- **ПОСТАВЛЕННАЯ ЗАДАЧА A**: Сколько стихотворений было проанализировано в 2010–2011 гг., согласно фрагменту об этапах исследования затекста?
- **ПОСТАВЛЕННАЯ ЗАДАЧА B**: Напишите продолжение фрагмента об этапах исследования затекста, начиная после его последнего предложения.

- **ПРИВЕДЁННЫЙ ФРАГМЕНТ**:

· · · · ·

Всего на сегодняшний день проведено четыре этапа исследования текста и затекста как литературно-художественных, так и иных произведений: 1) в 2010–2011 гг. проанализировано 46 стихотворений – в основном классических произведений философской и гражданской лирики XIX и XX вв. Благодаря их анализу были сформулированы предварительные представления о структурах бессознательного, ответственных за восприятие словесного искусства; 2) в марте-июле 2014 гг. было проанализировано 500 целостных, небольших, произведений, как поэзии, так и прозы разных жанров, включая фольклор (всего 29 жанров; количество произведений в каждом жанре – от 10 до 50, их точное число было указано в таблицах в книге [Кабачек 2016]). В основном на этом этапе (помимо текста) анализировался «архетипический» (интегральный) слой затекста. Результаты анализа позволили выдвинуть гипотезу о структуре, функциях и происхождении одной из «матриц» бессознательного; 3) в 2016–2018 гг. был дополнительно исследован этот слой на 3209 текстах или их отрывках (художественные, религиозно-философские и документальные произведения), что помогло выявить новые свойства затекста и феномены бессознательного [Кабачек 2019]); 4) в 2019–2021 гг. был проведен очередной этап исследований с использованием новых понятий и параметров (7512 текстов разных жанров, частично совпадающих с предыдущей выборкой; большую часть их занимали произведения, содержащие пограничную или явную психическую патологию); результаты этого и предыдущего этапов вошли в данную книгу.

· · · · ·

- **ПРЕДОСТАВЛЕННЫЕ ДАННЫЕ**:
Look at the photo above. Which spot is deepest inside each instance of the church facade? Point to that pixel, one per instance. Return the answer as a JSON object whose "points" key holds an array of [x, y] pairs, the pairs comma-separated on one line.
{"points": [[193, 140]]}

· · · · ·

- **ПИСЬМЕННЫЙ ОТВЕТ A**: 46 стихотворений.

- **ПИСЬМЕННЫЙ ОТВЕТ B**:
Она посвящена описанию характеристик и феноменов бессознательного, выявленных по текстам и их отрывкам из фольклора, пост-фольклора, художественной литературы XII–XXI веков, эссеистики, текстов эпистолярного жанра и прочей документалистики и аналитики. В качестве экспериментального материала, ради своеобразного кросс-культурного исследования, участвовали и переводные произведения (с китайского, японского и немецкого), но, разумеется, как явления русского языка (ибо «постижение глубинных механизмов языка возможно только на базе родного» [Толстая]). Все приведенные в тексте корреляции качеств статистически достоверны, подсчитаны с помощью формул коэффициента корреляции К. Пирсона, коэффициента ассоциации Д. Юла и др.

Прежде чем переходить к рассказу об этих закономерностях речевой деятельности, кратко осветим два ранее изученных слоя: анализ их также будет использоваться в данной книге.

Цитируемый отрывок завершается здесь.